* Extrait présenté *
▼

Si vous avez été étudiant en Economie, Géographie, Population & Développement… dans les années quatre-vingt, vous avez sûrement compulsé de nombreux manuels qui faisaient de l’Inde la capitale mondiale de la pauvreté. Des mégapoles comme Bombay (actuelle Mumbay), Calcutta, Delhi… étaient le reflet de cette Inde qui fascine, ce pays qui charrie les contrastes les plus saisissants au monde. Trois décennies après, l’Inde est devenue « une superpuissance… en puissance (Le Monde, 11 avril 2019). Avec une population de 1,4 milliard d’âmes, l’Inde caracole au 2ème rang des pays les plus peuplés au monde derrière la Chine, et occupe une très enviable 5ème place des pays les plus riches du monde en 2019 (Classement PIB). Mais l’Inde, c’est aussi 600 millions de pauvres (2017) et un pays particulièrement inégalitaire où la misère la plus crasse côtoie des fortunes insolentes.

▲

* Données fournies *

▼

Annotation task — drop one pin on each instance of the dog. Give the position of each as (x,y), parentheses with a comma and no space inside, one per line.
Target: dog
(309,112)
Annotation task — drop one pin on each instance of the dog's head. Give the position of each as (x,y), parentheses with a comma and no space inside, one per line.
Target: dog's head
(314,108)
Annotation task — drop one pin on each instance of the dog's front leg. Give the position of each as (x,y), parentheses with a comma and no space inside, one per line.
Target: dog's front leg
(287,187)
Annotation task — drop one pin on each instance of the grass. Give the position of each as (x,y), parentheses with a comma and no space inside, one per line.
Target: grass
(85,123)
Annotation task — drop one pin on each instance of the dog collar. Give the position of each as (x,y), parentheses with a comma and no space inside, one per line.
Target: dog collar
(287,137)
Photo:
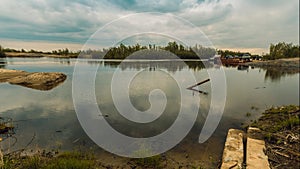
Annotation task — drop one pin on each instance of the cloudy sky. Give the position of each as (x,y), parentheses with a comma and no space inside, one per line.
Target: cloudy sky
(244,25)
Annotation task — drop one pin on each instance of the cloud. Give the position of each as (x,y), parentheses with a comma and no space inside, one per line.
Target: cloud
(228,23)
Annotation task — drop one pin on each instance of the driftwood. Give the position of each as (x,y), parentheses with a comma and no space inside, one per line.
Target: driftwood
(198,84)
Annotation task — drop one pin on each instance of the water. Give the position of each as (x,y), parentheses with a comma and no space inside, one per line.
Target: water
(49,118)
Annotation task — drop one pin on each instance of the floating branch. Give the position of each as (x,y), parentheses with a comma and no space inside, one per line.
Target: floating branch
(198,84)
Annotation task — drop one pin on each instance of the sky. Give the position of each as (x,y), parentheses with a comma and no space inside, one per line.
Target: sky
(240,25)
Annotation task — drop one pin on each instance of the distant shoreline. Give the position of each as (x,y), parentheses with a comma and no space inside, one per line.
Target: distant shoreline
(36,55)
(290,63)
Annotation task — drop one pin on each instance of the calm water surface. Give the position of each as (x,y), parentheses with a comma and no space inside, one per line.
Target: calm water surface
(49,116)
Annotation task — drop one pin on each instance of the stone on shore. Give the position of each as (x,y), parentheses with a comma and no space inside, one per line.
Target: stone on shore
(35,80)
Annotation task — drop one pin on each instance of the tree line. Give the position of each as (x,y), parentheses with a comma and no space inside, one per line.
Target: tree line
(152,52)
(2,53)
(282,50)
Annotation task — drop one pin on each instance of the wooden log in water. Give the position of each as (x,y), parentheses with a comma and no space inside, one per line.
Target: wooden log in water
(198,84)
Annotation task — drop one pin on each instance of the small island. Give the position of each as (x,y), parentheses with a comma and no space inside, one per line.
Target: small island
(35,80)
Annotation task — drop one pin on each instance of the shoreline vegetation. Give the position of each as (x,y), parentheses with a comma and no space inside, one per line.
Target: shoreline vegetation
(36,80)
(276,51)
(280,127)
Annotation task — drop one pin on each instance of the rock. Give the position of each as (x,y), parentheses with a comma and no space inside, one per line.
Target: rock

▲

* Consignes *
[1] D'après le texte sur l'Inde, à quel rang l'Inde se place-t-elle parmi les pays les plus peuplés du monde ?
[2] Résumez en deux phrases le texte sur l'Inde.
[3] Poursuivez le texte sur l'Inde à partir de sa dernière phrase.
La liste constitue un matériau indépendant du texte.

* Réponses *
[1] Elle occupe le 2ème rang, derrière la Chine.

[2] Présentée dans les manuels des années quatre-vingt comme la capitale mondiale de la pauvreté, l'Inde est devenue trois décennies plus tard le 2ème pays le plus peuplé du monde et le 5ème pays le plus riche en 2019 selon le classement PIB. Elle compte pourtant 600 millions de pauvres (2017) et demeure un pays très inégalitaire.

[3]
Mais cette Inde qui n’en finit pas d’étonner avec son programme nucléaire, son entrée dans la course à la conquête spatiale, son économie en plein boom, son cinéma, sa culture, son exotisme… est bien plus qu’une poudrière démographique, mais un véritable désastre environnemental dans lequel la vie au quotidien relève de la gageure. La faute à une pollution de l’air cauchemardesque qui transforme de nombreuses villes en enfer. Ce mois de novembre, avec ses pics de pollution, est particulièrement dramatique, ce qui a poussé le ministre en chef de la capitale indienne ArvindKejriwal à comparer Delhi à  « une chambre à gaz ».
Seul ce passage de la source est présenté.